*Problem details*
Turn the records below into a JSON list of strings with one string per line and no blank lines, starting at the line that contains "Please identify the sidewalk" and ending at the last line of the records. Include nothing from before that starting line.

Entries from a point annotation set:
------------------------

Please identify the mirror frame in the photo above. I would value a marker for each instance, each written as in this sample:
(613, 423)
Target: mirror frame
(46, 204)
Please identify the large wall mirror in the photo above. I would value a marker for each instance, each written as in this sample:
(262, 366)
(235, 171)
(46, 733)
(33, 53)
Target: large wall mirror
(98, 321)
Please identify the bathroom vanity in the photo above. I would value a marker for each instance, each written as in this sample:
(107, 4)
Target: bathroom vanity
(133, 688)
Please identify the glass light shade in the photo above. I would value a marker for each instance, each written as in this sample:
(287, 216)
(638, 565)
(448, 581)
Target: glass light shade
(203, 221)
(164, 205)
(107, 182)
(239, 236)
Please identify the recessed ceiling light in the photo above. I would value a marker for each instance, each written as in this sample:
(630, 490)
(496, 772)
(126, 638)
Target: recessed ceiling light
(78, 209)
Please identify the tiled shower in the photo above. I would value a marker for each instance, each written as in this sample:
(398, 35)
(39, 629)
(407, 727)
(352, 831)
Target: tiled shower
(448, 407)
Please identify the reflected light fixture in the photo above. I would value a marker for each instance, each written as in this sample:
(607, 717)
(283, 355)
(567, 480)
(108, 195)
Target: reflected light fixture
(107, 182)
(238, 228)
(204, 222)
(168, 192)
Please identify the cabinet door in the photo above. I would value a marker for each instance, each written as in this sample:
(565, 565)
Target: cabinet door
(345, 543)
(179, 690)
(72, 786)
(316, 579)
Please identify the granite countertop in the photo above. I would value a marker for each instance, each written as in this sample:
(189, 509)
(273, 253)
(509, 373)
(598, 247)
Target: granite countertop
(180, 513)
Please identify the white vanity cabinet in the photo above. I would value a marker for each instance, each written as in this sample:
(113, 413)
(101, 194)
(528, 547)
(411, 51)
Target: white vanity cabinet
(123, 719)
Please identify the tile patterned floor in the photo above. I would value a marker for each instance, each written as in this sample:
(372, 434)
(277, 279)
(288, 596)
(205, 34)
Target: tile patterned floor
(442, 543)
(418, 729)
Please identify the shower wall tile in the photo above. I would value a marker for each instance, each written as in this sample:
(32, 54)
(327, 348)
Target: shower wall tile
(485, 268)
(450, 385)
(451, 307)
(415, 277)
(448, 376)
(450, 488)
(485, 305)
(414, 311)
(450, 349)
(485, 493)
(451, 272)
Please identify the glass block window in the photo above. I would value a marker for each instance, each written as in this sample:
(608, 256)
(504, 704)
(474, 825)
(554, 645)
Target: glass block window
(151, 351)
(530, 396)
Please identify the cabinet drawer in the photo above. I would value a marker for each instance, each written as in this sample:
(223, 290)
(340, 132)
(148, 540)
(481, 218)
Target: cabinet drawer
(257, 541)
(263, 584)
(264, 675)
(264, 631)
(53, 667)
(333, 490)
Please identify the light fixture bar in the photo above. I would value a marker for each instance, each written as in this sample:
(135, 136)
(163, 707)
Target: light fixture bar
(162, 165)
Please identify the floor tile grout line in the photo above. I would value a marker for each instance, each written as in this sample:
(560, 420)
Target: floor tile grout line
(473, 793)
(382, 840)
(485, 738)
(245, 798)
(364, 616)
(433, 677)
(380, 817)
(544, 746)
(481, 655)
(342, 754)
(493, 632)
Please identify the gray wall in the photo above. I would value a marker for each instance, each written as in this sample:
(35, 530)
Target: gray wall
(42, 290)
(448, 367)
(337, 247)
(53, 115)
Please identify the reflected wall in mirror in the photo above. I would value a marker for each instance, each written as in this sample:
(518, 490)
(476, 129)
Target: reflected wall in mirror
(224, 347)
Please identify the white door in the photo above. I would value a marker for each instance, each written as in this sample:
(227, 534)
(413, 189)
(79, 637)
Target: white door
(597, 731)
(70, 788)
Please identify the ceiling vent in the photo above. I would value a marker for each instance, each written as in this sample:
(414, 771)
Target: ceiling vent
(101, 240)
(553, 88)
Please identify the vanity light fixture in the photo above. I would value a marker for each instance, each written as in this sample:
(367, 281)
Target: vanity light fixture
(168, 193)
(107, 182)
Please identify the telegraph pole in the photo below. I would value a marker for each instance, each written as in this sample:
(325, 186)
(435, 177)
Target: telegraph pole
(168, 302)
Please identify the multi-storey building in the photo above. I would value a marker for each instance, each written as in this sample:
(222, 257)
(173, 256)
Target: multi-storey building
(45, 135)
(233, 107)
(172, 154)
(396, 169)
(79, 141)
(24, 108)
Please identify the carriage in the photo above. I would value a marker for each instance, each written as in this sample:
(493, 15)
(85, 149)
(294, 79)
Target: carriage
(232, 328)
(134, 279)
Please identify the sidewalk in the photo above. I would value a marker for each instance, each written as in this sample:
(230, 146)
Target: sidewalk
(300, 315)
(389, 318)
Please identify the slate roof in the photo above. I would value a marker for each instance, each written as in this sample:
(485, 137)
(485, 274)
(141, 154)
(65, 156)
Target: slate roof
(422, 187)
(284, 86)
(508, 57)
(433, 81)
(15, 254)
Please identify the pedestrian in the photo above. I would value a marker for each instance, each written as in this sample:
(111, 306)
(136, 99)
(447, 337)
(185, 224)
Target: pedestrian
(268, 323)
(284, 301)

------------------------

*Correct response*
[
  "Please identify the sidewalk in the photo above. I would value a marker for each instance, each written as in this sample:",
  "(230, 146)",
  "Target: sidewalk",
  "(300, 315)",
  "(389, 318)",
  "Please identify the slate roof in the photo above. I would value a marker for each instance, each written as in this sample:",
  "(485, 137)",
  "(485, 274)",
  "(141, 154)",
  "(65, 156)",
  "Target: slate roof",
  "(422, 187)",
  "(284, 86)",
  "(508, 57)",
  "(433, 81)",
  "(15, 254)",
  "Please identify the pedestrian in the photo above. I would value a marker for each instance, each written as in this sample:",
  "(111, 306)",
  "(136, 99)",
  "(447, 337)",
  "(185, 224)",
  "Target: pedestrian",
  "(268, 323)",
  "(284, 301)"
]